[Start of section]

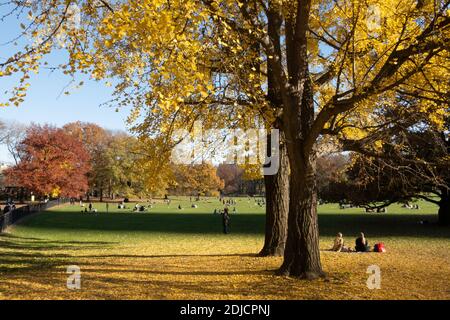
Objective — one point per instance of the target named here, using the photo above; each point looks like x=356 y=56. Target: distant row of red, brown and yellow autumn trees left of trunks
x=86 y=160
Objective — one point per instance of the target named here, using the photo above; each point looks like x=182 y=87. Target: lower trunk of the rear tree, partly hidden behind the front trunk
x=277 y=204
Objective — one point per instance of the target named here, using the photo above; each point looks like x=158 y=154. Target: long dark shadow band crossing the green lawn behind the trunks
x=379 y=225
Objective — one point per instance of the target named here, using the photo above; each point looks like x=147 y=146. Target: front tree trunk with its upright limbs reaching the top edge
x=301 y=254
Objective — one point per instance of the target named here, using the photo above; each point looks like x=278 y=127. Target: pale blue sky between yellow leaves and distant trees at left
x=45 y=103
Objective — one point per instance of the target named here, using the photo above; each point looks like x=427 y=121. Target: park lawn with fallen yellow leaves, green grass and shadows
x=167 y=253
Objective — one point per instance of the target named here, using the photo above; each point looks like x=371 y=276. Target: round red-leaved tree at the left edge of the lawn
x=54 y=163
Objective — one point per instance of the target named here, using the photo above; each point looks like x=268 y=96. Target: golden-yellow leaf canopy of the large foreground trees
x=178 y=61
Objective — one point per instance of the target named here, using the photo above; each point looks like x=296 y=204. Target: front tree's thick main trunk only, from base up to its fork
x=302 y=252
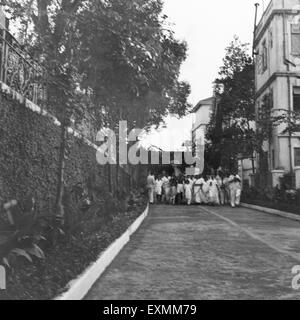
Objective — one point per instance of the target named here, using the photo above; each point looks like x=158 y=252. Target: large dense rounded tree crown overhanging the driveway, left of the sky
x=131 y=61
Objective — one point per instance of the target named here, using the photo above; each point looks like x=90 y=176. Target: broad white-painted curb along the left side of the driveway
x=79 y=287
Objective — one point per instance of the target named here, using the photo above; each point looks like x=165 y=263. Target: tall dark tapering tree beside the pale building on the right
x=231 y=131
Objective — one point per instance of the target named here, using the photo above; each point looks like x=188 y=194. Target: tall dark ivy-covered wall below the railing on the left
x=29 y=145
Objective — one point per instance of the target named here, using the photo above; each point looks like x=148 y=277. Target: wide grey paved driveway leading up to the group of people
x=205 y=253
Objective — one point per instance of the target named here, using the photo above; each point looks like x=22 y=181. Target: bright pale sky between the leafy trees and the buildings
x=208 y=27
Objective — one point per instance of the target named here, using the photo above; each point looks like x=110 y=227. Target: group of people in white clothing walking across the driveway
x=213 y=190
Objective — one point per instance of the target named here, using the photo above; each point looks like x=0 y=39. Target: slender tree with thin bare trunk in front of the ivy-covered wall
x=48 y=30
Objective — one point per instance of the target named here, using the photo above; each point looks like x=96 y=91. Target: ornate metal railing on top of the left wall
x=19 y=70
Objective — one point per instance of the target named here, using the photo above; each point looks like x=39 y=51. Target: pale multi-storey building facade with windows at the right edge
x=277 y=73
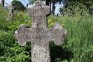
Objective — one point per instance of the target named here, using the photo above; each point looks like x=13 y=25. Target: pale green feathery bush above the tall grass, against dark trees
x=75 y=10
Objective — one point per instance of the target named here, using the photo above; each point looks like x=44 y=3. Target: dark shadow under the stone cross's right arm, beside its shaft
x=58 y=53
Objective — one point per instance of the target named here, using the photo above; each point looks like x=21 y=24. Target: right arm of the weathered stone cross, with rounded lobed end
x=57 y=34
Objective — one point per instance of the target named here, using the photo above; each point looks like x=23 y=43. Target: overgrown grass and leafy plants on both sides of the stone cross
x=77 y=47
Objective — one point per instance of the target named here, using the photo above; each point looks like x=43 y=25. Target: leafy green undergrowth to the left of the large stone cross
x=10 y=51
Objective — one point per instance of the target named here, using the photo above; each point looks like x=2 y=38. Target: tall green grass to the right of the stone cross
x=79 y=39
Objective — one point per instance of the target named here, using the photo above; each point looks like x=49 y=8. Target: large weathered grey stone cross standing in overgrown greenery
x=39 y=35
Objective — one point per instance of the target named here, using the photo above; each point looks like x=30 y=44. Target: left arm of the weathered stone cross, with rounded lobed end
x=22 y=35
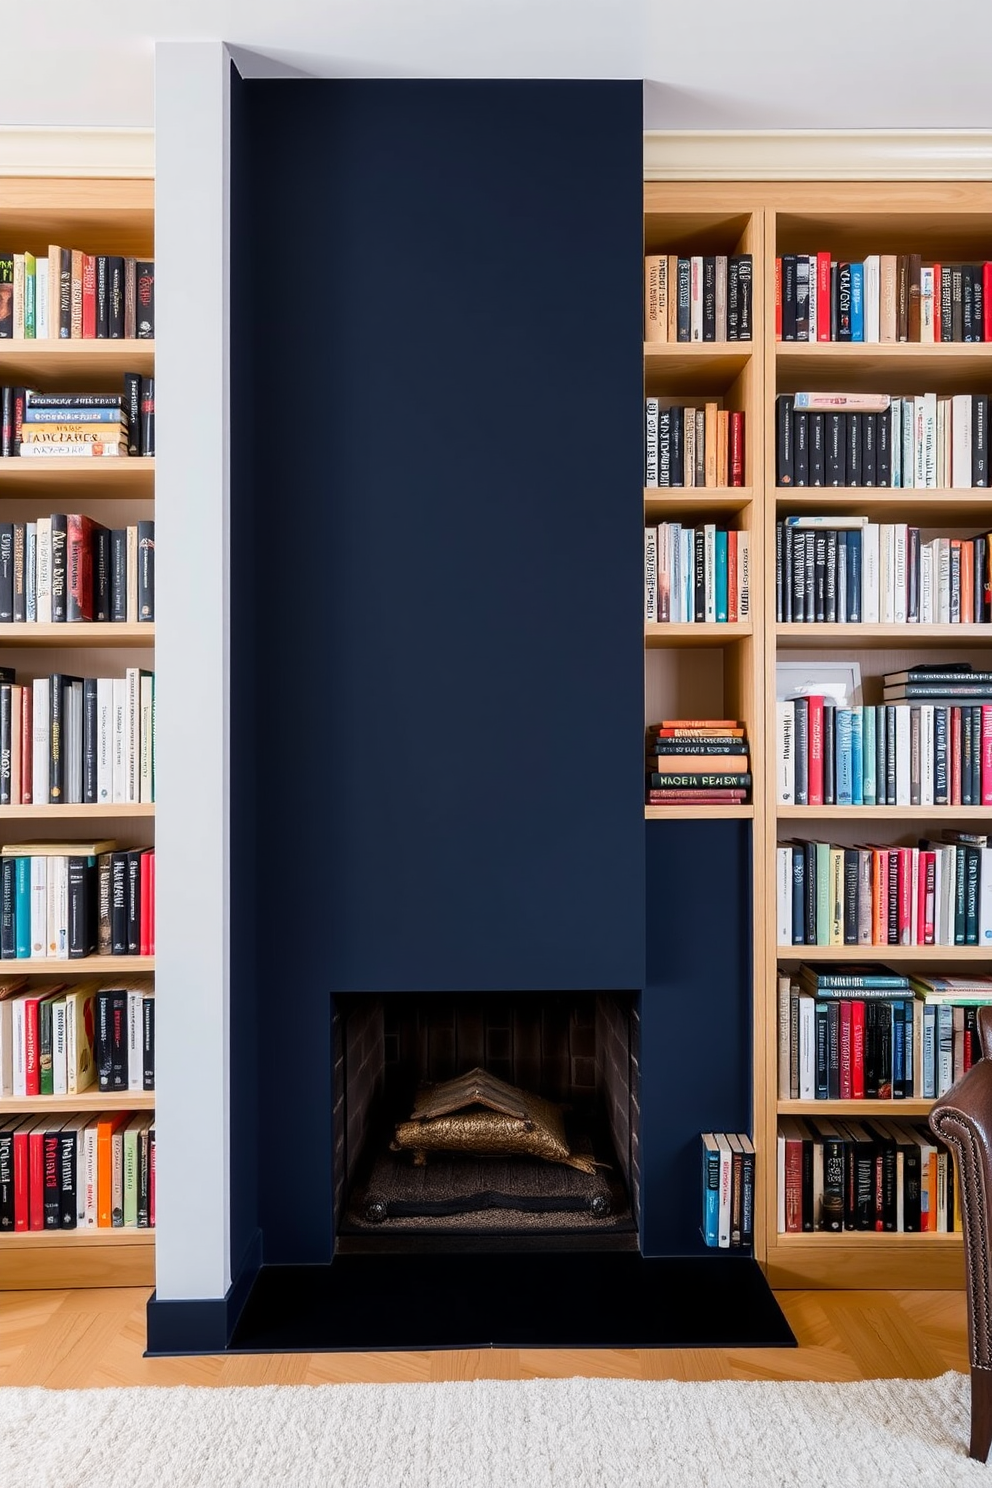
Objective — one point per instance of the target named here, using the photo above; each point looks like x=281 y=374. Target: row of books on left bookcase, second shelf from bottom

[End of section]
[Start of section]

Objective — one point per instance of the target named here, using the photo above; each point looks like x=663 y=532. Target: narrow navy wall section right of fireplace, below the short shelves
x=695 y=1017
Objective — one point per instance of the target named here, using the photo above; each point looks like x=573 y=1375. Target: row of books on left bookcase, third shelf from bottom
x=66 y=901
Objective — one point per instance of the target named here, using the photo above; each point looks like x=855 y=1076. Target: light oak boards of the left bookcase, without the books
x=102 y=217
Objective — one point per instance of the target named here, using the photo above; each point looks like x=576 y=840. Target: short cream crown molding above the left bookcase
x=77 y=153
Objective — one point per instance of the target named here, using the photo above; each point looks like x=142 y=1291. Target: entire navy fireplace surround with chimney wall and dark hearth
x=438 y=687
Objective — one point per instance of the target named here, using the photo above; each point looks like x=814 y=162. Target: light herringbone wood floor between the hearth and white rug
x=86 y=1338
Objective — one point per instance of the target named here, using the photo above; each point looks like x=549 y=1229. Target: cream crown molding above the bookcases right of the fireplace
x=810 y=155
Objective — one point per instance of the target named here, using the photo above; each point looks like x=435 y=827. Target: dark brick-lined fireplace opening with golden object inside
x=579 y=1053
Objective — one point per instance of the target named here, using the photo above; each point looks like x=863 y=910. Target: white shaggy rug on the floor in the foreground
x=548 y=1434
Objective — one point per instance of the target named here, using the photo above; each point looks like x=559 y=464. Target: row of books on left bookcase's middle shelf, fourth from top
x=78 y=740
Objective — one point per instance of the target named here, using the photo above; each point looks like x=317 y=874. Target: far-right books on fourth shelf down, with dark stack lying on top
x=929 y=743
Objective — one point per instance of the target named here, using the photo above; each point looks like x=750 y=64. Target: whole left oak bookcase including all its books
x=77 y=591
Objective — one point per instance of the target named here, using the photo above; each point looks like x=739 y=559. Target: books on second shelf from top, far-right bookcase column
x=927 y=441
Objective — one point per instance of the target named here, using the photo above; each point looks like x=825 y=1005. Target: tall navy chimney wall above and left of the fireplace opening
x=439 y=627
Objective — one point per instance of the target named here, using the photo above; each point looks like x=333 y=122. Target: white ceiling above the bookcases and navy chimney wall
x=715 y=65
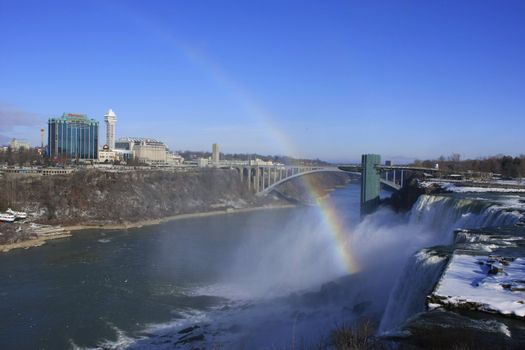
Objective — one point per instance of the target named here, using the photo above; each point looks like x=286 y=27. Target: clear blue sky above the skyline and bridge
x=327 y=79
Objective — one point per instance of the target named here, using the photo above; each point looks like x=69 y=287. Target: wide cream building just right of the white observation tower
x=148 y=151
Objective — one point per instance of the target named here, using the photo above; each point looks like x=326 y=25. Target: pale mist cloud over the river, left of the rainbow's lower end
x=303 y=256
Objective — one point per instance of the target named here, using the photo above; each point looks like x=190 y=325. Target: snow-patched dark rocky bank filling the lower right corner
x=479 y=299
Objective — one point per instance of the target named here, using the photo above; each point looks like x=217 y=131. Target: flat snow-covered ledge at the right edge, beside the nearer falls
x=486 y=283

[End of section]
[Start of section]

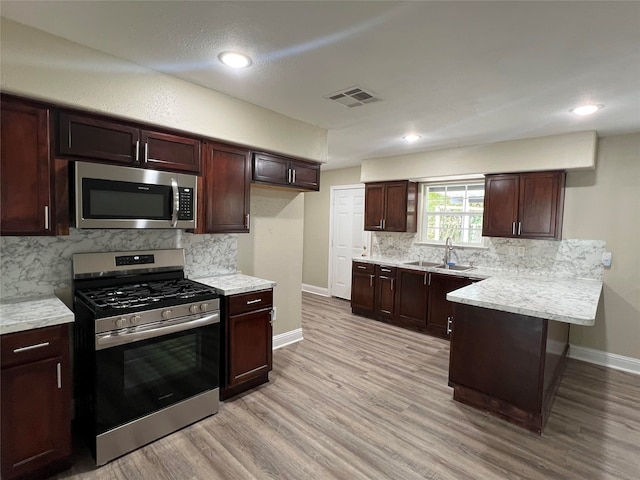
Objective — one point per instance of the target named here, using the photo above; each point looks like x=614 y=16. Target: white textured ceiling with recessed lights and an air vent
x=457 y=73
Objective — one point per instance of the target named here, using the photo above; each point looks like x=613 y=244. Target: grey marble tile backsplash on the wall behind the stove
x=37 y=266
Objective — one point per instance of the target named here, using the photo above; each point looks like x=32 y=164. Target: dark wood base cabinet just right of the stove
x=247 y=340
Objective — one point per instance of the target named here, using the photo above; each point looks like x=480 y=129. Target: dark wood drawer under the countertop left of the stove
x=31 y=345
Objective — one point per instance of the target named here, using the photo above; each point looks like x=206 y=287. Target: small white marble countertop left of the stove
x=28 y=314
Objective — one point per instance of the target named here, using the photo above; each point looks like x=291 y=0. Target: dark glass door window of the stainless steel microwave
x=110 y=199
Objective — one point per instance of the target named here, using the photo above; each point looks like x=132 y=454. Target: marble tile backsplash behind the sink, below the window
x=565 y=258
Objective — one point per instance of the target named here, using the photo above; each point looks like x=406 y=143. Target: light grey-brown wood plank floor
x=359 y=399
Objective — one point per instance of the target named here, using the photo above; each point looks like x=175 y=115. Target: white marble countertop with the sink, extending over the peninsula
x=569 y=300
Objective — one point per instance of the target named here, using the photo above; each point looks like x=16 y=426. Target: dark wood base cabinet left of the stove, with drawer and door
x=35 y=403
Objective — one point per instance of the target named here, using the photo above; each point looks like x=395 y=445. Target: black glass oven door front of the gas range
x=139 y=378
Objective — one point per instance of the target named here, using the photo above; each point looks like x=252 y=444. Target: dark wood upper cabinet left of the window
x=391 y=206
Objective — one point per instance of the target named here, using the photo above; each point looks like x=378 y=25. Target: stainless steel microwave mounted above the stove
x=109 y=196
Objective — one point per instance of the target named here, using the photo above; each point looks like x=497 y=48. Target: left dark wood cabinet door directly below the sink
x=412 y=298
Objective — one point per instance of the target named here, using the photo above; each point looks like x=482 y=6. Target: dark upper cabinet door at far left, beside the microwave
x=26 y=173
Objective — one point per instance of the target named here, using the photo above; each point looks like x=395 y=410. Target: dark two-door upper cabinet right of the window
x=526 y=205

[End of section]

What is required:
Using the data above, output the line that has "in overgrown greenery", the line that has "second shelf from bottom", and whatever lines fall between, each exactly as it stands and without pictures.

Final answer:
Objective — one point per instance of the target named here, using the photo above; each point looks like x=49 y=8. Target: large weathered grey stone cross standing in overgrown greenery
x=39 y=35
Objective — one point per instance of the target named here, using the photo above; each point looks like x=30 y=44. Target: left arm of the weathered stone cross, with rounded lobed end
x=22 y=35
Objective — one point per instance of the target named here, using the photo above; each point looks like x=281 y=374. Target: row of books on left bookcase, second shelf from bottom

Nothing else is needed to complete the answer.